_Source material:_
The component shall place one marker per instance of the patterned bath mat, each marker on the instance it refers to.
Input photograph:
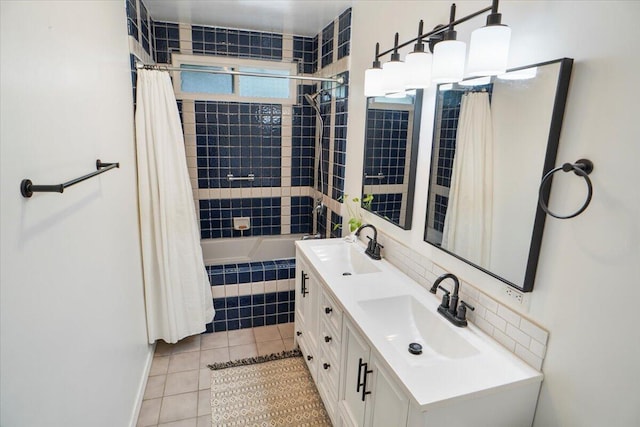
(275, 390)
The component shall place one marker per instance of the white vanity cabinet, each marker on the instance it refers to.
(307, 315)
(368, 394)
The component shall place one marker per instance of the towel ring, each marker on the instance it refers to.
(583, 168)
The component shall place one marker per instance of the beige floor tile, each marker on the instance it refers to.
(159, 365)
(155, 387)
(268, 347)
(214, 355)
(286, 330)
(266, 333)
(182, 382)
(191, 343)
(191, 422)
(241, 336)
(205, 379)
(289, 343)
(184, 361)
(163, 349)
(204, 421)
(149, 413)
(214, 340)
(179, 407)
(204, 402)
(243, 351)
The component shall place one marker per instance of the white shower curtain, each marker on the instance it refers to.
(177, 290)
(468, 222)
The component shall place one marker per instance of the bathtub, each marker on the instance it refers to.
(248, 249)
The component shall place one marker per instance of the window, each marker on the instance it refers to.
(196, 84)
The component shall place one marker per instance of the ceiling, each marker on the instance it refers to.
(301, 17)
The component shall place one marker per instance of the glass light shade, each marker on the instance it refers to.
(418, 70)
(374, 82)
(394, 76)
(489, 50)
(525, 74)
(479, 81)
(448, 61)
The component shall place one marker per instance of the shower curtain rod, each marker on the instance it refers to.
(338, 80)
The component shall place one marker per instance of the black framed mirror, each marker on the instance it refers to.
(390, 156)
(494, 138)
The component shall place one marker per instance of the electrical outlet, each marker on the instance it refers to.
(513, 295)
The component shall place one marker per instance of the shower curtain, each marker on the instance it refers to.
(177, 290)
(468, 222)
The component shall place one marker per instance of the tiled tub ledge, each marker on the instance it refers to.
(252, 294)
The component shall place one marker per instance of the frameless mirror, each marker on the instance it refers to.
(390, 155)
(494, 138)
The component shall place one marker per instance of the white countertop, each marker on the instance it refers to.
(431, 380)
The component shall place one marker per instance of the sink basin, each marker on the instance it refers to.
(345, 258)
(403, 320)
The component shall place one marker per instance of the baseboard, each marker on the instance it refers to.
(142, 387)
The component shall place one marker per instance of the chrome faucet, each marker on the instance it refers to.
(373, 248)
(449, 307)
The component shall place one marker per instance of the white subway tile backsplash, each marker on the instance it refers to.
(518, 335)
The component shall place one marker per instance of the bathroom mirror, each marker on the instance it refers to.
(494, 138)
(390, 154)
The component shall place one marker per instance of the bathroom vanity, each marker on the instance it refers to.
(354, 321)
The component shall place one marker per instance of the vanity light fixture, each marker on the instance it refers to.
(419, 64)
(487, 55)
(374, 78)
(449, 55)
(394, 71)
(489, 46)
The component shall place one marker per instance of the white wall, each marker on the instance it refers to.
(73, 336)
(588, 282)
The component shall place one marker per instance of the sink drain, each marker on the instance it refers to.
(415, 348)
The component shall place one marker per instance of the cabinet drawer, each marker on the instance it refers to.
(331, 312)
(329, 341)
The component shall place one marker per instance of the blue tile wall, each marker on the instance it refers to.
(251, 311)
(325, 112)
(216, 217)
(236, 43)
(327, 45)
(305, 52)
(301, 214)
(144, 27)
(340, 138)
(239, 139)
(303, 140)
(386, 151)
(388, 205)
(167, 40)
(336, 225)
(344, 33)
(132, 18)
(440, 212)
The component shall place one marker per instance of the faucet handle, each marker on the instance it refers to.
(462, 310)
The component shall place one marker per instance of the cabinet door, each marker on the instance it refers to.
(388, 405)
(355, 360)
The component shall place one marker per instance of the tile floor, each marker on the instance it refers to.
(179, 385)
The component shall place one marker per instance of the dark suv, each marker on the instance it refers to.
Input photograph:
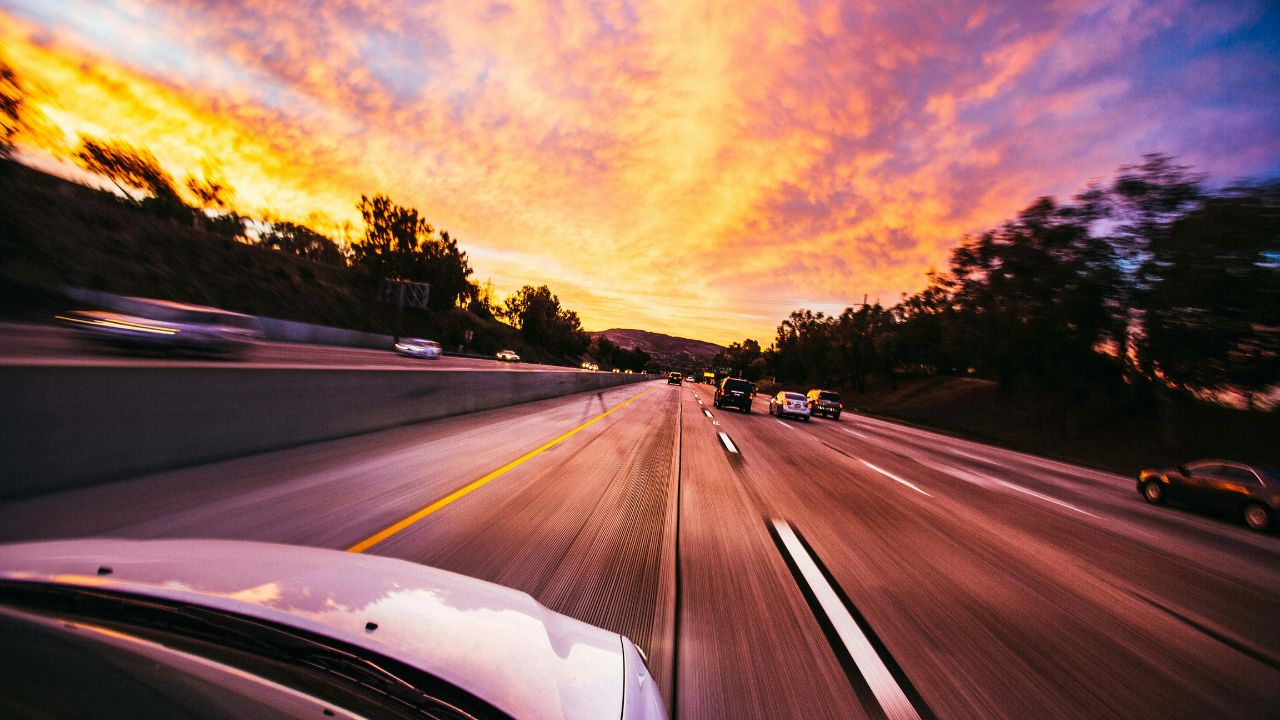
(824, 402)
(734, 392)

_Directions:_ Render the data above verbatim and without pictures.

_Answer box:_
The component shall place one marker per instance of the patterned bath mat, each marker on the instance it refers to.
Input photograph:
(275, 390)
The component shall place one marker per instance of the white vanity cabinet, each marker on the instance it refers to.
(307, 315)
(368, 394)
The component shall place one marker per instance of the towel ring, each marker on the instance it refers to.
(583, 168)
The component shall place one marker per instance of the beige floor tile, each marker on the instance it refers to.
(159, 365)
(155, 387)
(268, 347)
(214, 355)
(286, 330)
(266, 333)
(182, 382)
(191, 343)
(191, 422)
(241, 336)
(205, 379)
(289, 343)
(184, 361)
(163, 349)
(204, 421)
(149, 413)
(214, 340)
(179, 407)
(204, 402)
(243, 351)
The component shall place one marker per instance of the white shower curtain, each marker on the instance it refers to.
(177, 290)
(468, 222)
The component shall place one marker per instance of the bathtub, each marker on the instance it refers to.
(248, 249)
The component shall place one marker per instance of the window, each marker on the instance it refers to.
(196, 84)
The component shall place one marker per instance of the ceiling, each marker on the instance it refers to.
(301, 17)
The component shall place one marker per instance of the glass light shade, each marker on the instance it refers to.
(418, 70)
(374, 82)
(394, 76)
(489, 50)
(525, 74)
(479, 81)
(448, 61)
The component shall place one marker per instance of the shower curtain rod, each marker on the instance it refers to.
(338, 80)
The component shall place one marker per instance of the black framed mirror, each marker on the instance it refers to.
(390, 156)
(494, 138)
The component shall place one marker per instance of the electrical outlet, each marker on the instance it refers to.
(513, 295)
The component shall place one marker per instance of the shower curtain, each marker on the instance it refers to.
(177, 290)
(468, 222)
The component shall place one marker per instance of the tiled tub ledge, each marker on the instance it refers to.
(252, 294)
The component shall place one marker per instance of the frameless mirror, each marker on the instance it refers to.
(390, 155)
(494, 138)
The component shall place one marker per instance of the white countertop, each marker on the instance it refers to.
(431, 380)
The component shall place one marker per instance of the sink basin, each marker on the instance it refers to.
(345, 258)
(403, 320)
The component shall place one marker per instance of the baseboard, each marker on the instance it refers to.
(142, 387)
The component shall place one marker per instance of the chrome faucet, each marker on the instance it refers to.
(373, 248)
(449, 307)
The component shall place one marker per instance of the white subway tile backsplash, each marker on the instance it refers to.
(518, 335)
The component shall place one marker per instance of the bathroom mirror, each marker on the instance it refers to.
(494, 138)
(390, 154)
The component shall place one marker per instance of the bathroom vanity, each marker on the instance it refers to.
(354, 321)
The component shall place one marker per instance of the vanity light fixture, each marker on the instance it refers to.
(419, 64)
(487, 55)
(374, 78)
(449, 55)
(394, 71)
(489, 46)
The component shall place one marker per instance of the white wall, each marker on the instance it refers to.
(73, 336)
(588, 282)
The component shall place one marker per instance of the sink drain, each marker on the instance it refers to.
(415, 348)
The component shall place one marker per instance of the cabinet drawer, each marker on the instance it refers to.
(331, 312)
(329, 341)
The component shall place one marker per instance of the blue tile wall, each marker on the instance it refers to.
(251, 311)
(325, 112)
(216, 217)
(236, 43)
(327, 45)
(305, 52)
(301, 214)
(144, 27)
(340, 138)
(239, 139)
(303, 140)
(386, 151)
(388, 205)
(167, 40)
(336, 225)
(344, 33)
(132, 18)
(440, 212)
The component shall place one marker per instance of the faucet handle, each marker on the instance it refers to.
(462, 310)
The component shall place one marker per instance of the cabinet door, each marker on the instance it refers to.
(388, 405)
(355, 360)
The component shall place one marker per instance of the tile floor, each marker on the instance it refers to.
(179, 385)
The component shall place one marker per instance of the dark suv, each marker on the instance it refers to.
Input photograph:
(824, 402)
(734, 392)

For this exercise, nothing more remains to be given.